START SOURCE DATA

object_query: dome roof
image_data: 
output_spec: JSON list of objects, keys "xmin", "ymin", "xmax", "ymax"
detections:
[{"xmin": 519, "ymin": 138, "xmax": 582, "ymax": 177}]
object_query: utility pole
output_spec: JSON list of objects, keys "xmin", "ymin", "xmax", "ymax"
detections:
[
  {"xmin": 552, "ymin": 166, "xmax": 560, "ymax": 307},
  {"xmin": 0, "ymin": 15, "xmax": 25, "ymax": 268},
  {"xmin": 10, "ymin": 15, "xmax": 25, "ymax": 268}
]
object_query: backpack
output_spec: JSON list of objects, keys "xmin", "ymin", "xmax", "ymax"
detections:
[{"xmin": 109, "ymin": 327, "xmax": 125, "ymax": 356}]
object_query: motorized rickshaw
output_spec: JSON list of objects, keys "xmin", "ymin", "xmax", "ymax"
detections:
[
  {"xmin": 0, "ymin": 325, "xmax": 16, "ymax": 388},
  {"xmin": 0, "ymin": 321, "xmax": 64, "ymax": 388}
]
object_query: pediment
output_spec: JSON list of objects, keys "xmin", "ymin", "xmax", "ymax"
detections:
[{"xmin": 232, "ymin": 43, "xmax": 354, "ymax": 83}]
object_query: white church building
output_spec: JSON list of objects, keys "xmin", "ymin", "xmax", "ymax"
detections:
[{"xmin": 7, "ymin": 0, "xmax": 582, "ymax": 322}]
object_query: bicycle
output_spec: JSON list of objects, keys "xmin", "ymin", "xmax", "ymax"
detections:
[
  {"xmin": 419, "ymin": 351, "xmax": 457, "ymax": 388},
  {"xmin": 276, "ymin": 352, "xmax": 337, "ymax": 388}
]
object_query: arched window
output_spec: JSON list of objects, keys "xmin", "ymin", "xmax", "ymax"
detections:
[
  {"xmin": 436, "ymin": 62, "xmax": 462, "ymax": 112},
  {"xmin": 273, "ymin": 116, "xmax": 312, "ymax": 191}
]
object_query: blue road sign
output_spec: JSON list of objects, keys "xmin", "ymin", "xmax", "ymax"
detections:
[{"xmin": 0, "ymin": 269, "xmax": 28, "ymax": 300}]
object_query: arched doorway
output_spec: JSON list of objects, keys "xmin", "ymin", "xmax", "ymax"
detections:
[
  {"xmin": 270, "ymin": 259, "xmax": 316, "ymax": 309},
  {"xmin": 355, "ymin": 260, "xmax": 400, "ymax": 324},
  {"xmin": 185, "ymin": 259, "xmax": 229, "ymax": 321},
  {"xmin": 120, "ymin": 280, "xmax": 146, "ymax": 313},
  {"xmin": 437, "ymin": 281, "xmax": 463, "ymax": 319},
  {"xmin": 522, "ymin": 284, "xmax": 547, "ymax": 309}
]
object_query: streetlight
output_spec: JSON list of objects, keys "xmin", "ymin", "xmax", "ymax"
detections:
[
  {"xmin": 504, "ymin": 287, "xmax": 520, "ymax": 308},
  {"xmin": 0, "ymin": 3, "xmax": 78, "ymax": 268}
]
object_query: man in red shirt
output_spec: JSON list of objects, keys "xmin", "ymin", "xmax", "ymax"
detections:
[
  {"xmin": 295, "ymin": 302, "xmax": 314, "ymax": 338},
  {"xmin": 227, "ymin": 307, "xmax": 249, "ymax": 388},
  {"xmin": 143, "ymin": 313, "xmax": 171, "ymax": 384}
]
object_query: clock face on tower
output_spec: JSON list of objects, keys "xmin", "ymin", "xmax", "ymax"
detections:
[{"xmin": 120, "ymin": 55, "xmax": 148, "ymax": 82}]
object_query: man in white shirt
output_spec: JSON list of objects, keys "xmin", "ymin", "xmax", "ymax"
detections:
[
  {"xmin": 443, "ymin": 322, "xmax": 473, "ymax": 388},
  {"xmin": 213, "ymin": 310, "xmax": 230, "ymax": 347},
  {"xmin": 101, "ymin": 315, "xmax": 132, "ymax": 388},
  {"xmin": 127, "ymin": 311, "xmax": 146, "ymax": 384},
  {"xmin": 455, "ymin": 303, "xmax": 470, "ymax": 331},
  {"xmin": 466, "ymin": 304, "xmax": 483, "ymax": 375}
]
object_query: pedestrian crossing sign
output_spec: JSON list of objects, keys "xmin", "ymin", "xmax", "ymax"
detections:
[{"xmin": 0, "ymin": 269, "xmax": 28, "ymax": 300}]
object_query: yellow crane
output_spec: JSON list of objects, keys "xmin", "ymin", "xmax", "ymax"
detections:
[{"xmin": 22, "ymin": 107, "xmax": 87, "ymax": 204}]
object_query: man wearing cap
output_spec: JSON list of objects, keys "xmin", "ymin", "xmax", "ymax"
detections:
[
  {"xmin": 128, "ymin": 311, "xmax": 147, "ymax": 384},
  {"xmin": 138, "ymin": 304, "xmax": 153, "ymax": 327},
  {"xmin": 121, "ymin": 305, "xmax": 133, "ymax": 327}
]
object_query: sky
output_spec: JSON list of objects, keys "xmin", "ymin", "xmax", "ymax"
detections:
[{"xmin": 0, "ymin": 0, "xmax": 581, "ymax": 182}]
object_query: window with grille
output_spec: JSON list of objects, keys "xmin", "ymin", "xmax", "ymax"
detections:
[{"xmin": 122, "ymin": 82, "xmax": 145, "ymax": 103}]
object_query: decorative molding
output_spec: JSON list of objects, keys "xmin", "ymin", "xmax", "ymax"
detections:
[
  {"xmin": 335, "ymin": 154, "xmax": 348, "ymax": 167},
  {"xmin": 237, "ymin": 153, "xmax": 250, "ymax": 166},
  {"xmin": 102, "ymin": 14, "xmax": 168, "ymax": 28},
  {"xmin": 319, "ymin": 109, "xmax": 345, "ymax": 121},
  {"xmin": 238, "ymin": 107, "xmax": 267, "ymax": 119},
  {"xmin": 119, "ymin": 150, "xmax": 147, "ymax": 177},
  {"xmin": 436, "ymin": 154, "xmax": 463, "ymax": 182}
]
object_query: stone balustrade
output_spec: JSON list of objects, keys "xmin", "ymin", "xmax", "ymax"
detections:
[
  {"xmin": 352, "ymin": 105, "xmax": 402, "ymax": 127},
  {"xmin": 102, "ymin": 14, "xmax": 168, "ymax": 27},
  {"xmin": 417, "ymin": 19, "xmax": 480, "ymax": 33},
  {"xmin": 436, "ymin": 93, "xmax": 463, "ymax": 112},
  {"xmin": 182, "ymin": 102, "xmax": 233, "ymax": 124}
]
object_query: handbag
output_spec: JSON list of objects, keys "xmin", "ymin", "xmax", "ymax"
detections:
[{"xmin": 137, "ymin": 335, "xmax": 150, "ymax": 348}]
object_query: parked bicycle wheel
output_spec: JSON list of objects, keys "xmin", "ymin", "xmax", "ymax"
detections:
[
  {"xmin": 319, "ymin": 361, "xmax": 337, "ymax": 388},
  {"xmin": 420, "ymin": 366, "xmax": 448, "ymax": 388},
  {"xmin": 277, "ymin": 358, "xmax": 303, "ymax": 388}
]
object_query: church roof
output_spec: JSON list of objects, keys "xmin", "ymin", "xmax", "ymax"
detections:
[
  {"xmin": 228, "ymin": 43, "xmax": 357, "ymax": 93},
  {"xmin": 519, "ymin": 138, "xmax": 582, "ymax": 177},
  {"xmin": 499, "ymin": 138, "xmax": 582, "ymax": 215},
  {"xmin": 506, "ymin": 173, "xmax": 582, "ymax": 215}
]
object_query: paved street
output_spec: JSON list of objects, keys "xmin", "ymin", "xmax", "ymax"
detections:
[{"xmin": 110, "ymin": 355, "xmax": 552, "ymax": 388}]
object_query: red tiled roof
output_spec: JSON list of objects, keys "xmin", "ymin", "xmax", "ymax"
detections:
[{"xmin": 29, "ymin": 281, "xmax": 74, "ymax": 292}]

END SOURCE DATA

■ YOUR OBJECTIVE:
Filter the records down to the lines that contain the string "white", and copy those lines.

■ TASK SOLUTION:
object_query: white church building
object_query: man in white shirt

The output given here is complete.